*Page extract*.
His real name is Mandel Bruce Painintheass.
by Anonymous | reply 66 | June 25, 2024 1:38 AM |
[R65] I suspect Mandy has tiny meat which is why he is always so angry
by Anonymous | reply 67 | July 11, 2024 6:38 AM |
Those FB clips are merciless.
by Anonymous | reply 68 | July 13, 2024 6:42 PM |
Tovah Feldlush was supposedly brilliant in the play.
Barbra had made shitty remarks about Evita to the press when it opened on Broadway. I'm surprised Patinkin even agreed to do the movie. Patti has never been impressed with her, and went off on a reporter that tried to compare her to Streisand years back.
by Anonymous | reply 69 | July 13, 2024 6:57 PM |
R53, I.B. Singer was a worse megalomaniac than Streisand.
by Anonymous | reply 70 | July 13, 2024 7:20 PM |
[quote]Barbra had made shitty remarks about Evita to the press when it opened on Broadway
Link, r69?
by Anonymous | reply 71 | July 13, 2024 7:23 PM |
Stop we have enough babs and yentl related threads
by Anonymous | reply 72 | July 13, 2024 7:31 PM |
I hated every Streisand film I've ever seen including, "What's Up Doc", "The Owl and The Pussycat", "The Mirror Has Two Faces", "Nuts" and "Yentl".
Shrill. Is the word I can use to describe her filmography.
by Anonymous | reply 73 | July 13, 2024 7:33 PM |
And yet you manage to see them all. Says more about you.
by Anonymous | reply 74 | July 13, 2024 7:41 PM |
r73 =
That restaurant is horrible. Every mouthful is poison...and they give you such small portions!
by Anonymous | reply 75 | July 13, 2024 7:47 PM |
[quote] I'm surprised Patinkin even agreed to do the movie.
Are you kidding? This was a huge break for him. A large release movie, working with Streisand, the male lead. He probably would have done it for free.
If he had any brains, to this day, he should be saying, "It was one of the greatest experiences in my life."
by Anonymous | reply 76 | July 13, 2024 8:01 PM |
I’m sure he’s grateful for doing The Princess Bride, not this largely forgotten ego-trip,
by Anonymous | reply 77 | July 13, 2024 8:05 PM |
[quote]I’m sure he’s grateful for doing The Princess Bride, not this largely forgotten ego-trip,
Without Yentl, he may not have done The Princess Bride.
by Anonymous | reply 78 | July 13, 2024 8:13 PM |
Sure Babs
by Anonymous | reply 79 | July 13, 2024 8:14 PM |
I saw it when it came out. My dad had died the year before, so I found the first half of the movie touching. I never thought Streisand was passable even playing a youngish man. (I felt that way about Julie Andrews in Victor/Victoria). Watching it again on TCM, I was struck by how slow the whole thing felt and the design sort of Laura Ashley gives Ellenville a make-over. But there’s still a sweetness to it and I’m a sucker for Barbra doing a big number on a boat.

*Dataset*.
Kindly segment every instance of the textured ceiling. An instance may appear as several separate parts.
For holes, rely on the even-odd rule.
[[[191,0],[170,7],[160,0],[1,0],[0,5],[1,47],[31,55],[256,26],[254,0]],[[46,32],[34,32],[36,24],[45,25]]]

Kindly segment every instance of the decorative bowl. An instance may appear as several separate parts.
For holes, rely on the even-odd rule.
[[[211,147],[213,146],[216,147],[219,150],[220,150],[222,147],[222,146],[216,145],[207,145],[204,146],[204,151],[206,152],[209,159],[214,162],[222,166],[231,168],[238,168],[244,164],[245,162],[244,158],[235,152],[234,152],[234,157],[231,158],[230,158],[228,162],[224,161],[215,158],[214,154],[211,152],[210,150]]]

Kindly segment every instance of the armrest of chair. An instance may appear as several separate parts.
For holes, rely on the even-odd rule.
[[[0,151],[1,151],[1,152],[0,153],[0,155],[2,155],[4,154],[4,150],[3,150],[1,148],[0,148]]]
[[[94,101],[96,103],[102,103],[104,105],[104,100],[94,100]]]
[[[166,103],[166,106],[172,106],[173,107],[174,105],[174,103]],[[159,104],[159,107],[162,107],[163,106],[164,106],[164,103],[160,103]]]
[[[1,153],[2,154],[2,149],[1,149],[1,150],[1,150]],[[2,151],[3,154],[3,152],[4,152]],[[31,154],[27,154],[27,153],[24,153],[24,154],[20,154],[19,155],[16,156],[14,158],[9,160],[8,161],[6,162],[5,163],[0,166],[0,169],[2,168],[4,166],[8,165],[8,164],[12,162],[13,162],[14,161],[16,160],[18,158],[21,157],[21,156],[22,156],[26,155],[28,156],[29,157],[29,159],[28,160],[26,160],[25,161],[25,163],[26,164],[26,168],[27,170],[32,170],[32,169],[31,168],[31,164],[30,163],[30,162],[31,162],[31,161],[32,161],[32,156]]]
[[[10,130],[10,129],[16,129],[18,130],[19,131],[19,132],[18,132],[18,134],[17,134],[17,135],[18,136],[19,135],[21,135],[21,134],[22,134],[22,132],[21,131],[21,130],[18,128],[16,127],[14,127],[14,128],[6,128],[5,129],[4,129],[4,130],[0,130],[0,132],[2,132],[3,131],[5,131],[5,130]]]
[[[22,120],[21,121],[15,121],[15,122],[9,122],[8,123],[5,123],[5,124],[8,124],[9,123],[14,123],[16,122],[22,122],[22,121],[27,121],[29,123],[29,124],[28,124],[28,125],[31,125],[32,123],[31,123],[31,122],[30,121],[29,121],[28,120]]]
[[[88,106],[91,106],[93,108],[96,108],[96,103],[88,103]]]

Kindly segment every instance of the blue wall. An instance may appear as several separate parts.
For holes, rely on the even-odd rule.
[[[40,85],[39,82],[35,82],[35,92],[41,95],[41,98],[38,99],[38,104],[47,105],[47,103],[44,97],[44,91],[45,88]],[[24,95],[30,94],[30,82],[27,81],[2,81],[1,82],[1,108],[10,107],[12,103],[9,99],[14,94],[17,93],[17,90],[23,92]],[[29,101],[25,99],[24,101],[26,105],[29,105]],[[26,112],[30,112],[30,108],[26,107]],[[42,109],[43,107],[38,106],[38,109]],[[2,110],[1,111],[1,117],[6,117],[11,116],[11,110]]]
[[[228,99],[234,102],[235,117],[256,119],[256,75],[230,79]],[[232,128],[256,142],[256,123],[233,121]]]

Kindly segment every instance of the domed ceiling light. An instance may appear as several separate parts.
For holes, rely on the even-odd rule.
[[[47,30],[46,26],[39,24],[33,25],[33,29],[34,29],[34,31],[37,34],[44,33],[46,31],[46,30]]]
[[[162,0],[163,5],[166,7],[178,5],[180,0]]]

*What this task involves*.
Pick up the forum thread about Streisand and Yentl from where it stops.

*Output of the task*.
by Anonymous | reply 80 | July 13, 2024 9:24 PM |
I saw Yentl at the now defunct Ziegfeld movie theater on West 54th shortly after it opened. The audience was ecstatic, and I thought, good for you Babs. I liked it a lot in 1983. Today I like parts of it…can’t sit through the entire movie. As for the Mandy mishegoss, he may have been an asshole, but he was perfect in his role. Non-Jewish limited talent Richard Gere would have been a disaster.
by Anonymous | reply 81 | July 13, 2024 9:33 PM |
[quote].I'm surprised Patinkin even agreed to do the movie. . [quote].I’m sure he’s grateful for doing The Princess Bride, not this largely forgotten ego-trip, . YENTL was a box.-office smash, grossing $68 million on a $12 million budget.
Respectively, that's $211 million and $37 million, adjusted for inflation.
by Anonymous | reply 82 | July 14, 2024 12:33 AM |
[quote]I'm surprised Patinkin even agreed to do the movie. .
[quote]I’m sure he’s grateful for doing The Princess Bride, not this largely forgotten ego-trip, .
YENTL was a box.-office smash, grossing $68 million on a $12 million budget.
Respectively, that's $211 million and $37 million, adjusted for inflation.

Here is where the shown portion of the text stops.